*Source records*.
Start of Block

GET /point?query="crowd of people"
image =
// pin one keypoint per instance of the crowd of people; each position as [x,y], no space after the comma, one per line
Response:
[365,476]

End of Block
Start of Block

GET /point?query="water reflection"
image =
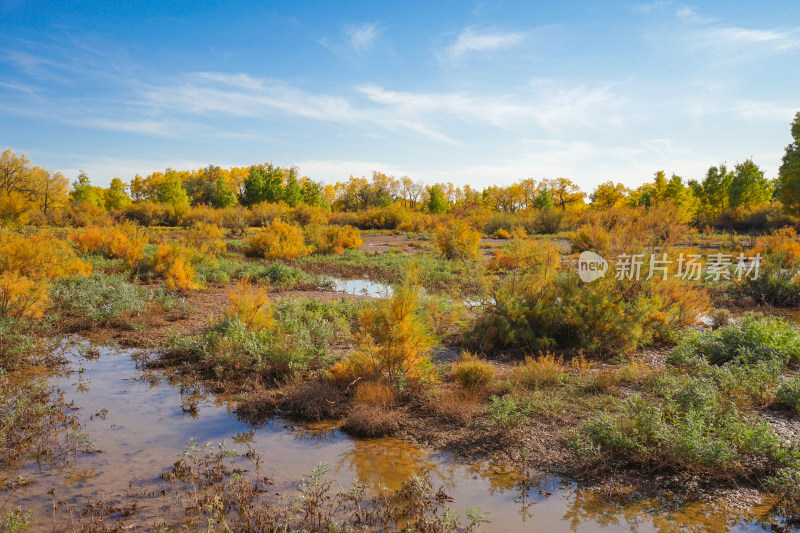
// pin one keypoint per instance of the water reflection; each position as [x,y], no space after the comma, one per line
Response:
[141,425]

End of Block
Start of Block

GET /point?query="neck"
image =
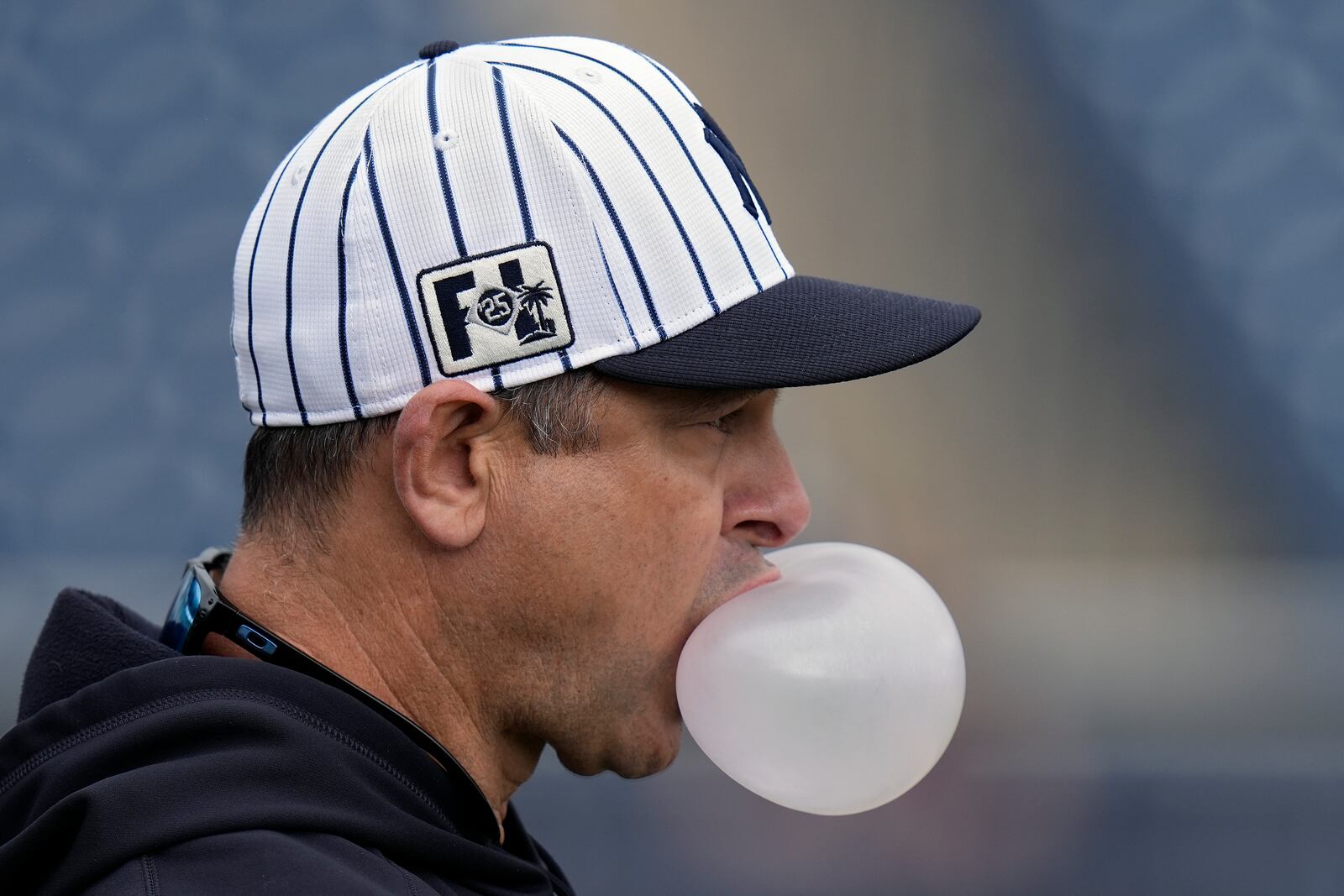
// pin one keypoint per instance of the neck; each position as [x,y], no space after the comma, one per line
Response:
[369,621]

End of Block

*What you are asked to do*. Your answer should be the lines of the records that hold the string "after".

*Answer space*.
// pin one keypoint per instance of the crowd of people; each position as [x,y], no space after the comma, one per line
// pin one keypoint per instance of the water reflection; each position as [x,y], no space after the comma, one per line
// pin one keypoint per instance of the neck; each position as [x,y], no space after the comma, one per line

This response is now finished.